WHAT YOU HAVE TO DO:
Go through the data below and copy it exactly, skipping every picture.

** BEGIN RECORDS FOR THIS TASK **

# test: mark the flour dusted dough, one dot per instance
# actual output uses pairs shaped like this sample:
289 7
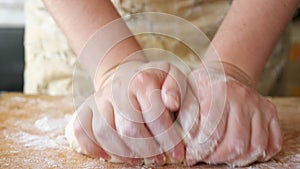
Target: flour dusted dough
70 135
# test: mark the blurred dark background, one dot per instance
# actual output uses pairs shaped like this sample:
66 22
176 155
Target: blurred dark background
11 59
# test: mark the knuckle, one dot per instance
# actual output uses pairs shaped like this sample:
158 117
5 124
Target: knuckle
78 130
143 78
129 129
238 147
100 131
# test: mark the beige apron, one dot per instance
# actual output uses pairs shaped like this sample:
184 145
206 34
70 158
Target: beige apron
50 61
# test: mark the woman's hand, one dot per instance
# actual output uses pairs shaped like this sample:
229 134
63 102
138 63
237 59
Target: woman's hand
129 117
236 126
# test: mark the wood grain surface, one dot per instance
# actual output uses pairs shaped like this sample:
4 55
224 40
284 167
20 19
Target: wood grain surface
32 135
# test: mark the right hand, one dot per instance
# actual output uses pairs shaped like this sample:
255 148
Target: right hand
127 104
236 126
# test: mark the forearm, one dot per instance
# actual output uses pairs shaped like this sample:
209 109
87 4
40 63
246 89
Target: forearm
250 31
80 19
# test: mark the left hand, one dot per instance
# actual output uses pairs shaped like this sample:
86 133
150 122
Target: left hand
236 126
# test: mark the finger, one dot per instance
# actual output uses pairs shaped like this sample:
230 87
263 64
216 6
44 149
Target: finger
83 133
105 133
236 140
138 138
157 117
189 116
211 133
173 89
275 139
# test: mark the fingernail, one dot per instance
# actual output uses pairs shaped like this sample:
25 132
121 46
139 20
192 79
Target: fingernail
160 160
178 154
173 99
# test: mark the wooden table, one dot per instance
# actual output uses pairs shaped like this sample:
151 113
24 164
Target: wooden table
32 135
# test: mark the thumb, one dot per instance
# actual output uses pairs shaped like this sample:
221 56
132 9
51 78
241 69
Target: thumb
174 89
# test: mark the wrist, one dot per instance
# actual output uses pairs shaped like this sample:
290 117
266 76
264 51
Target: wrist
231 71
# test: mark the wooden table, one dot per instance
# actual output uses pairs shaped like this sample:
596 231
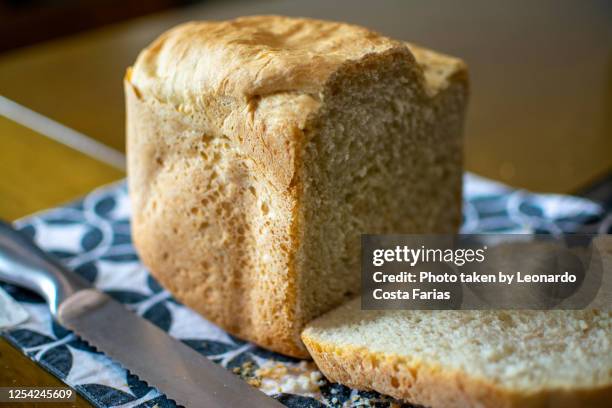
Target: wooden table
540 114
38 173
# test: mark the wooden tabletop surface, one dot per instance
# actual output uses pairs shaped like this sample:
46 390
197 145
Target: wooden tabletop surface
540 114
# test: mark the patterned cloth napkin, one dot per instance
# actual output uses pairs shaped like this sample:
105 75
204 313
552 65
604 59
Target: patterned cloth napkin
92 237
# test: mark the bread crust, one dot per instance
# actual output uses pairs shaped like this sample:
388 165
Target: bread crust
434 386
246 89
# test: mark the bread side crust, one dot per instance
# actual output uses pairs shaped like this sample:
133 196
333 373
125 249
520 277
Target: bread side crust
268 129
232 308
434 386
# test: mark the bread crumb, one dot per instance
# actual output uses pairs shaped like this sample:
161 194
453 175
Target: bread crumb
302 378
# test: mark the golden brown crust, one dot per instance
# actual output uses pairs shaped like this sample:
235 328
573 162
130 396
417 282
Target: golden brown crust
434 386
248 56
216 119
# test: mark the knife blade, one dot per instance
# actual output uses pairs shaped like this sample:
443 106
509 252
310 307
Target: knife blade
184 375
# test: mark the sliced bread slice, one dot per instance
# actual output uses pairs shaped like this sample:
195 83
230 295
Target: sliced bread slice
469 358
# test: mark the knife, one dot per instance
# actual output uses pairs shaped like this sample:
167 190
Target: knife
184 375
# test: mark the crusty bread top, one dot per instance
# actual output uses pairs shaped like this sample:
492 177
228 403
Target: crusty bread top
263 55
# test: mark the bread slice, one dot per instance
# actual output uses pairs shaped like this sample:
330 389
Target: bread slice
494 359
259 149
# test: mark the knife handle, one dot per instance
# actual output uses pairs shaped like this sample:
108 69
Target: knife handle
24 264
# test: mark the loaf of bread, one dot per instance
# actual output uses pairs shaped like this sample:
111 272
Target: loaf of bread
486 359
259 149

** END RECORDS FOR THIS TASK **

WORKED SOLUTION:
# test: mark the flour dusted dough, one dot per instance
# actual output uses pairs shaped like this sample:
289 7
Target: flour dusted dough
70 135
# test: mark the blurred dark background, one dot per instance
# actual output uses pairs shaped like this sample:
66 22
176 155
Target: blurred dark background
11 59
# test: mark the knuckle, one dot per instance
# actual output uses pairs shaped like this sample:
158 117
5 124
Target: knuckle
78 130
143 78
129 129
238 147
100 131
# test: mark the beige apron, one dot per instance
# actual output uses pairs shaped like this sample:
184 145
206 34
70 158
Target: beige apron
50 61
# test: mark the woman's hand, one dot per instance
# actual output uses pairs shaped like this sample:
229 134
63 102
138 63
237 59
Target: woman's hand
129 117
236 126
# test: mark the wood grain surface, one dot per instance
# actual output uses pairs shaped like this sample:
4 55
224 40
284 167
20 19
Target: wood grain surface
32 135
# test: mark the right hand, one dot per instance
# actual output uses pairs shaped like this sample:
255 148
Target: right hand
127 104
236 126
# test: mark the forearm, one dot per instance
# actual output uses pairs shaped like this sample:
209 109
87 4
40 63
246 89
Target: forearm
250 31
80 19
# test: mark the left hand, one dot per instance
# actual output uses pairs shaped like this sample:
86 133
150 122
Target: left hand
236 126
# test: mark the finger, one dot per instance
# actual output uses pairs shaped like this sample:
230 87
263 64
216 6
44 149
Target: finger
83 133
105 133
236 140
138 138
157 117
189 116
211 133
173 89
275 139
# test: mark the fingernail, one dot per instance
# actual output uses pairs shaped like this sample:
25 132
121 46
139 20
192 79
Target: fingernail
160 160
178 154
173 99
# test: mark the wooden table, one dot per instance
# actual output uses pairs shaped like this sample:
151 113
24 164
Target: wooden table
32 135
# test: mark the thumb, one dot per instance
# actual output uses pairs shaped like this sample:
221 56
132 9
51 78
241 69
Target: thumb
174 89
# test: mark the wrist, one dot per instance
# actual output uses pairs shaped like this sample:
290 117
266 76
264 51
Target: wrist
231 71
# test: mark the wooden table, one dot per instance
# actual output uses pairs shaped like this sample:
596 231
Target: wooden table
540 114
38 173
# test: mark the wooden tabletop surface, one dot per instance
# actual output uses pairs shaped like this sample:
46 390
197 145
Target: wooden tabletop surface
540 114
# test: mark the patterned cloth napkin, one dot per instance
# actual output uses pairs shaped like this sample:
105 75
204 313
552 65
604 59
Target: patterned cloth napkin
92 237
# test: mark the bread crust, one dot per instance
# actual output uses pairs shaped like this sample:
388 165
Target: bread crust
434 386
246 89
# test: mark the bread side crust, one dot per instance
# actual output uses pairs shaped like this sample:
133 196
333 373
125 249
520 277
Target: bread side crust
268 129
232 308
434 386
# test: mark the bread crumb, one dot per instance
# actual output uses pairs shaped like this sample:
161 194
453 175
Target: bread crumb
302 378
# test: mark the golden brown crust, one dot per instance
# actual output uses pairs shaped like this sample:
235 328
573 162
130 396
417 282
Target: golden brown crust
434 386
248 56
216 119
# test: mark the knife blade, one dot per instance
# actual output uses pairs shaped like this sample:
443 106
509 252
310 307
Target: knife blade
184 375
# test: mark the sliced bread slice, one dot per instance
# actual output uses pairs shaped like this sample:
195 83
230 295
Target: sliced bread slice
469 358
# test: mark the knife, one dot per instance
# actual output uses pairs shaped like this sample:
167 190
Target: knife
184 375
# test: mark the crusty bread top, one dot per instance
# actual output uses pairs shaped like this sample:
492 177
228 403
Target: crusty bread top
263 55
# test: mark the bread slice, one dot per instance
# actual output uses pairs shaped like this sample:
330 389
Target: bread slice
494 359
259 149
# test: mark the knife handle, one dot per instance
# actual output uses pairs shaped like this sample:
108 69
Target: knife handle
24 264
# test: mark the loaf of bread, one dot per instance
# actual output uses pairs shaped like this sample:
111 272
Target: loaf of bread
486 359
259 149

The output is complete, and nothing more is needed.